**Задание:**
Продолжите текст об обороне Севастополя и огне пароходо-фрегатов по осадным работам, начав сразу после его последнего предложения.
***** Текст для чтения
Наиболее важным для обороны Севастополя участком был район Малахова кургана и соседних с ним 3-го и 4-го бастионов. Именно к ним англичане методически приближали свои параллели — траншеи, охватывающие непрерывной линией осажденные укрепления и располагаемые обычно в пределах досягаемости ружейного огня осажденных. Здесь же англичане возводили батареи для штурма русских позиций. Так, ночами 25 и 26 сентября они начали строить, примерно в трех километрах от Малахова кургана, две батареи, рассчитывая установить на них дальнобойные ланкастерские орудия для обстрела Малаховой башни и кораблей, стоявших в Южной бухте. Ночами 28 и 29 сентября англичане отрыли траншеи на Воронцовой высоте и Зеленой горе, расположенных в полутора километрах от 3-го бастиона.

Таким образом, на экипажи пароходо-фрегатов, стоявших в Киленбалочной бухте, возлагалась задача исключительной важности. Они должны были эффективно противодействовать осадным работам неприятеля. «Владимир» и «Крым», действовавшие под общим руководством Григория Ивановича Бутакова, с утра до вечера обстреливали вражеские траншеи, причиняя им значительные разрушения, уничтожая орудия, выводя из строя живую силу. 27 сентября Корнилов с удовлетворением отметил в письме: «Ночью было заметно движение от 1-го лагеря к Киленбалке, но бомбы «Владимира» его остановили»{43}.

Меткий огонь «Владимира» мешал неприятелю сооружать на горе против Киленбалочной бухты так называемую «пятиглавую» (состоявшую из пяти амбразур) батарею для действий против Малахова кургана, А когда батарея противником была сооружена, на нее обрушили [53] огонь своих орудий не только артиллеристы «Владимира», но и артиллеристы пароходо-фрегата «Крым» и парусного линейного корабля «Гавриил». Это заставило вражеское командование перенести стрельбу ряда орудий «пятиглазки» с Малахова кургана на рейд, что значительно облегчило положение защитников Малахова кургана. Важно и то, что корабли успешно стреляли на расстоянии 4,5-5 верст, хотя стрельба на такую дистанцию велась впервые.
**********
***** Показанные строки
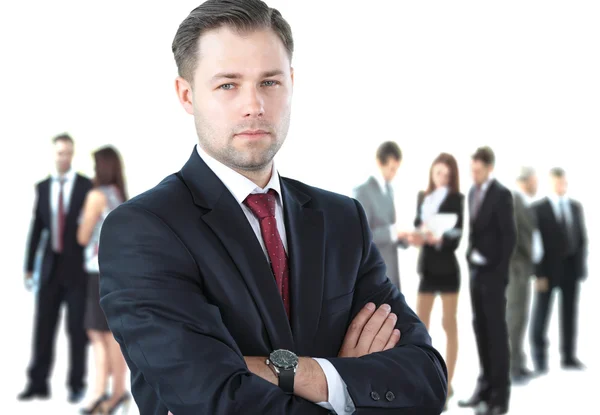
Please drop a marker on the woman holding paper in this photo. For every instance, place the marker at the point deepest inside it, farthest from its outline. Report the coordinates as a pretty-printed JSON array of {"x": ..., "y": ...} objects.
[{"x": 438, "y": 232}]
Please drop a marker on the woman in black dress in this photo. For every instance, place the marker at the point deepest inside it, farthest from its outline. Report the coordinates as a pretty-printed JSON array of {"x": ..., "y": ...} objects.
[{"x": 438, "y": 267}]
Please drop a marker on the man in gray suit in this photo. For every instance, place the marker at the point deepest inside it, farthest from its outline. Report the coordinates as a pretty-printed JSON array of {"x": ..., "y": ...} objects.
[
  {"x": 377, "y": 198},
  {"x": 527, "y": 252}
]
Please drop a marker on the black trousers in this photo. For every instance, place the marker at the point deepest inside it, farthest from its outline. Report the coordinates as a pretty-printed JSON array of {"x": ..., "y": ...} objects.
[
  {"x": 59, "y": 288},
  {"x": 568, "y": 286},
  {"x": 488, "y": 301}
]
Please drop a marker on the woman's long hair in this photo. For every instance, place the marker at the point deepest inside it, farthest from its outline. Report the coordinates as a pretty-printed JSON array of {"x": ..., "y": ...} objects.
[
  {"x": 109, "y": 169},
  {"x": 450, "y": 162}
]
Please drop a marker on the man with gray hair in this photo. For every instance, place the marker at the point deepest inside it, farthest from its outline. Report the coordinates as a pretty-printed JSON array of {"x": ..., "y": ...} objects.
[{"x": 526, "y": 254}]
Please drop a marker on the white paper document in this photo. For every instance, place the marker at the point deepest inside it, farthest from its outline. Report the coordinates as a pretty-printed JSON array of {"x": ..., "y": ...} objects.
[{"x": 441, "y": 223}]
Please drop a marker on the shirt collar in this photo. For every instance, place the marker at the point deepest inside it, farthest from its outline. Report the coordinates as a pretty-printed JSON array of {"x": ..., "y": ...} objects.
[
  {"x": 381, "y": 181},
  {"x": 486, "y": 184},
  {"x": 556, "y": 199},
  {"x": 68, "y": 176},
  {"x": 526, "y": 198},
  {"x": 238, "y": 185}
]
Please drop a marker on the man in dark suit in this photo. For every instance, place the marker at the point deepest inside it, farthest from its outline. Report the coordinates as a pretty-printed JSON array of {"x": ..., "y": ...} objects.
[
  {"x": 59, "y": 200},
  {"x": 492, "y": 239},
  {"x": 377, "y": 198},
  {"x": 563, "y": 267},
  {"x": 526, "y": 254},
  {"x": 230, "y": 289}
]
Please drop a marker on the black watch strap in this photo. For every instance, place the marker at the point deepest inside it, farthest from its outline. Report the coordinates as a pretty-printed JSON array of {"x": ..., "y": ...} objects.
[{"x": 286, "y": 380}]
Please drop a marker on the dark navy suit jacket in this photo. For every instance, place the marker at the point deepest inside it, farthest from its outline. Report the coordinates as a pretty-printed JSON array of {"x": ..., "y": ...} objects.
[{"x": 188, "y": 293}]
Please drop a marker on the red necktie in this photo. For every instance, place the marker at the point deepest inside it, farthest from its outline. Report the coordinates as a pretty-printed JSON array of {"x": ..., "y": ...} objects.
[
  {"x": 61, "y": 216},
  {"x": 263, "y": 207}
]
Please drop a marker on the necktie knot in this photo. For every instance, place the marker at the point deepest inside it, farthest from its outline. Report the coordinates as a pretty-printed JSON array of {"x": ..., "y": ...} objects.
[{"x": 262, "y": 204}]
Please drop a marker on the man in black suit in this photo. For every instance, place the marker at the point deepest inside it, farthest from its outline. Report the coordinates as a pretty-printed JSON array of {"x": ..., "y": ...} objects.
[
  {"x": 59, "y": 200},
  {"x": 492, "y": 240},
  {"x": 377, "y": 198},
  {"x": 563, "y": 267},
  {"x": 230, "y": 289}
]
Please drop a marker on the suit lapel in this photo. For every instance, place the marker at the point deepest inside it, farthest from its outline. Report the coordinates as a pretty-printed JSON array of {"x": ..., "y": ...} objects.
[
  {"x": 486, "y": 202},
  {"x": 306, "y": 246},
  {"x": 229, "y": 223},
  {"x": 75, "y": 194}
]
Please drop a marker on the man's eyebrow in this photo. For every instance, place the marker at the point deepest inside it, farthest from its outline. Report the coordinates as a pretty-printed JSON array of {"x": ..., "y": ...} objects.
[{"x": 235, "y": 75}]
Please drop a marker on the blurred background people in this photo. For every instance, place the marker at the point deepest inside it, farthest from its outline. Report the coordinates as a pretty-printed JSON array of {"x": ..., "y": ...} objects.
[
  {"x": 492, "y": 239},
  {"x": 377, "y": 198},
  {"x": 563, "y": 267},
  {"x": 59, "y": 200},
  {"x": 108, "y": 193},
  {"x": 527, "y": 253},
  {"x": 438, "y": 267}
]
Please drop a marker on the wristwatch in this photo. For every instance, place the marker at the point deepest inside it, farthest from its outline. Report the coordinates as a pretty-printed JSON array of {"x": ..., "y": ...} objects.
[{"x": 284, "y": 364}]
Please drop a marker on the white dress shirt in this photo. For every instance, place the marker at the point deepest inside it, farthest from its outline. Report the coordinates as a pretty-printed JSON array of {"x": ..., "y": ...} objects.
[
  {"x": 384, "y": 189},
  {"x": 537, "y": 250},
  {"x": 431, "y": 206},
  {"x": 476, "y": 256},
  {"x": 69, "y": 178},
  {"x": 240, "y": 187},
  {"x": 561, "y": 204}
]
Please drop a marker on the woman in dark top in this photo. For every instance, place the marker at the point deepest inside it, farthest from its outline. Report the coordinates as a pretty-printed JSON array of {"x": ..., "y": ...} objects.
[{"x": 438, "y": 267}]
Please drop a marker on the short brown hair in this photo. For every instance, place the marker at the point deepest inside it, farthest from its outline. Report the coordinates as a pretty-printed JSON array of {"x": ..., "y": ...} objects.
[
  {"x": 63, "y": 137},
  {"x": 241, "y": 15},
  {"x": 450, "y": 162},
  {"x": 388, "y": 150},
  {"x": 557, "y": 172},
  {"x": 485, "y": 155}
]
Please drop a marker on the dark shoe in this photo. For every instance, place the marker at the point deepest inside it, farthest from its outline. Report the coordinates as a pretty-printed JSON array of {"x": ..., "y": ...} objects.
[
  {"x": 123, "y": 402},
  {"x": 573, "y": 364},
  {"x": 521, "y": 377},
  {"x": 76, "y": 395},
  {"x": 541, "y": 369},
  {"x": 494, "y": 410},
  {"x": 31, "y": 393},
  {"x": 96, "y": 407},
  {"x": 472, "y": 402}
]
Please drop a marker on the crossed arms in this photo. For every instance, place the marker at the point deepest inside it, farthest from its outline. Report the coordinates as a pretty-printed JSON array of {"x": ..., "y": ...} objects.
[{"x": 173, "y": 336}]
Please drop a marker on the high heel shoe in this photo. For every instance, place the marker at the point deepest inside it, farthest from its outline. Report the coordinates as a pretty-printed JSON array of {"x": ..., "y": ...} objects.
[
  {"x": 96, "y": 407},
  {"x": 123, "y": 402},
  {"x": 449, "y": 395}
]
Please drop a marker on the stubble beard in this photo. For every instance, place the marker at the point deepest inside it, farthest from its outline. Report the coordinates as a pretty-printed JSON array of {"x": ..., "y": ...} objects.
[{"x": 254, "y": 157}]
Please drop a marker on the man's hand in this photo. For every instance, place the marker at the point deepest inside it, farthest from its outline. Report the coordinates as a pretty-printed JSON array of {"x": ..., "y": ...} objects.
[
  {"x": 28, "y": 280},
  {"x": 371, "y": 331},
  {"x": 542, "y": 284},
  {"x": 402, "y": 235},
  {"x": 415, "y": 238},
  {"x": 432, "y": 240},
  {"x": 310, "y": 382}
]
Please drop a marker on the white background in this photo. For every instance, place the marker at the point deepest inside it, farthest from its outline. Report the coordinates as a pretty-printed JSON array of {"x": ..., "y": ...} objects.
[{"x": 520, "y": 76}]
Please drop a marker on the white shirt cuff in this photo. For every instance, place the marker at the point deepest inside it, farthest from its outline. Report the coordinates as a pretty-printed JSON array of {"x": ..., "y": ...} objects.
[
  {"x": 339, "y": 399},
  {"x": 393, "y": 233},
  {"x": 477, "y": 258}
]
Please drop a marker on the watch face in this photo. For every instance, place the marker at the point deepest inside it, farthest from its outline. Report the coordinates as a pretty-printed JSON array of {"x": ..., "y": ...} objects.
[{"x": 284, "y": 359}]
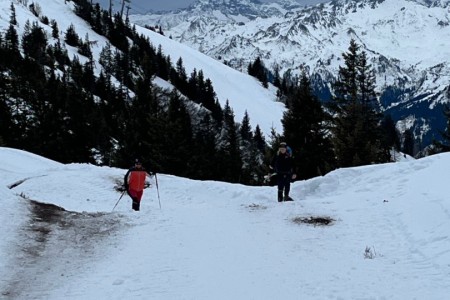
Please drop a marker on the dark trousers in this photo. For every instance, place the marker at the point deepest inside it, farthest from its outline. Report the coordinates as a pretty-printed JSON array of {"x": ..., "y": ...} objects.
[
  {"x": 284, "y": 184},
  {"x": 136, "y": 197}
]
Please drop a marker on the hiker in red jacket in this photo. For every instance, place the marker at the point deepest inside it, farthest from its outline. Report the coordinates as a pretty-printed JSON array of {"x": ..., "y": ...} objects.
[{"x": 134, "y": 182}]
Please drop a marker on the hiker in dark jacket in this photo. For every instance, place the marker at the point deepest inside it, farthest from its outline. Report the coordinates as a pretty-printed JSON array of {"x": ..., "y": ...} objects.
[
  {"x": 283, "y": 165},
  {"x": 134, "y": 182}
]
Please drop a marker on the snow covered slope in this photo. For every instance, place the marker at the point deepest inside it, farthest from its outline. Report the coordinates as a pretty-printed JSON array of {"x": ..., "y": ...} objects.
**********
**Ожидаемый ответ:**
Тяжелые испытания выпали на долю защитников Севастополя 5 октября 1854 года, в день первой бомбардировки города. Только из орудий береговых укреплений неприятель выпустил 8727 снарядов, а с кораблей — 50 тысяч снарядов. В шханечных журналах русских пароходов отмечалось в этот день, что вокруг кораблей «все было мрачно», «стоял густой дым от выстрелов, из-за которого не было видно решительно ничего далее 50 саж.». В борьбу с батареями противника вступили приморские батареи Севастополя, батареи бастионов и орудия пароходо-фрегатов «Владимир», «Бессарабия», «Одесса», «Крым». Русская береговая и корабельная артиллерия обрушила на врага больше 36 000 снарядов.

Особенно энергично действовали комендоры пароходо-фрегатов «Владимир» и «Крым». Своим интенсивным и метким огнем они сковали действия батарей противника в районе Малахова кургана, что дало возможность защитникам последнего удержаться на своих позициях. О том, с каким напряжением работали комендоры пароходо-фрегатов, говорит тот факт, что в течение 5 октября только с «Владимира» было выпущено 186 бомб и 72 ядра из общего числа 600 снарядов, выпущенных четырьмя пароходо-фрегатами. На следующий день артиллерийским огнем с «Владимира» была повреждена «пятиглазка». Матросы пароходо-фрегата шутили: «пятиглазка» окривела и превратилась в одноглазого «циклопа».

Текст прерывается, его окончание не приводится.